_SUPPLIED TEXT_
[start]
With the England squad for the Autumn Internationals set to be named, there are a bevvy of young players shining in the Premiership

The Aviva Premiership salary cap may have risen this season and the quality of foreign imports improved as a result, but that has not stopped the young, future stars of the English game shining during the opening rounds of the competition.

Off-season headlines centred around big-money additions like Louis Picamoles, Schalk Burger, Matt Toomua and Kurtley Beale and though the influence of these star players has been and will continue to be clear to see, the recent swell in emerging English talent has continued unabated.

Alongside Picamoles at Northampton, Harry Mallinder was a shining light for the club in their recent loss to Wasps. The young centre whipped passes along the back line with velocity and precision, picking out runners with unerring accuracy, and kept play alive with a number of excellent offloads, which allowed Saints to try and build pressure.

Harry Mallinder

Smooth operator: Mallinder has power and finesse in abundance

His inclusion at inside-centre last season saved Northampton’s Champions Cup campaign from a premature conclusion and once again an opening in the No 12 jersey – courtesy of an unfortunate injury to Luther Burrell – has allowed Mallinder to give Northampton fans something to cheer after a disappointing start to the season.

Another centre making strides is Joe Marchant.

Like Mallinder, he’s been playing in a team that has struggled for consistency so far this season but his individual performances at outside-centre have been encouraging for Harlequins. The former fly-half was a surprising inclusion in Eddie Jones’ provisional Elite Player Squad earlier this year but the Australian is well-known as a proficient identifier of talent and his decision already seems to be being vindicated.

Marchant took a leap forward last season – playing in his second year of U20 eligibility – filling out physically and adding power to an already formidable set of skills built around his speed and elusiveness. The step up to Premiership level has not proven a stumbling block for Marchant.

Will Evans

Snaffler: Will Evans has been impressing in the back row for Leicester

Another member of Jones’ provisional EPS is Leicester flanker Will Evans. At just 19 years of age, Evans has another year of U20 eligibility should he need it, but with the England senior set-up and Leicester both well aware of his talents, it may be that he bypasses the U20s this year and features for the Tigers during the U20 Six Nations and tours Argentina with England during the World Rugby U20 Championship.

Given the rigours of playing in the pack, especially for a team that prides itself on its work rate and physicality, Leicester have been a bit more cautious with Evans, deploying him from the bench in their first three fixtures of the season. With the likes of Brendon O’Connor, Mike Williams, Tom Croft and Luke Hamilton at Leicester’s disposal on the flanks, it’s commendable that Evans is already forcing his way into contention.

Given their prominent roles with the England U20 side last year and the fact they all made their senior club debuts in the 2015-16 season, the presence of Mallinder, Marchant and Evans in Premiership matchday 23s is not all that shocking.
[end]
_GIVEN TASK_
In the article about young Premiership players, take the part that opens with the words containing "His inclusion at" and closes with "to the season.", and write it out again with "inside-centre" replaced by "outside-centre". Rely on the article about young Premiership players and nothing else.

_DATA BLOCK_
[start]
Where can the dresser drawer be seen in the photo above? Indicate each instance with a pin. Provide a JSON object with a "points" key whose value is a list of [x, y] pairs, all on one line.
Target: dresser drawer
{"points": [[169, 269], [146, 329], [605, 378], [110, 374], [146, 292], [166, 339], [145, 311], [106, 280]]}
[end]
_PROBLEM SOLUTION_
His inclusion at outside-centre last season saved Northampton’s Champions Cup campaign from a premature conclusion and once again an opening in the No 12 jersey – courtesy of an unfortunate injury to Luther Burrell – has allowed Mallinder to give Northampton fans something to cheer after a disappointing start to the season.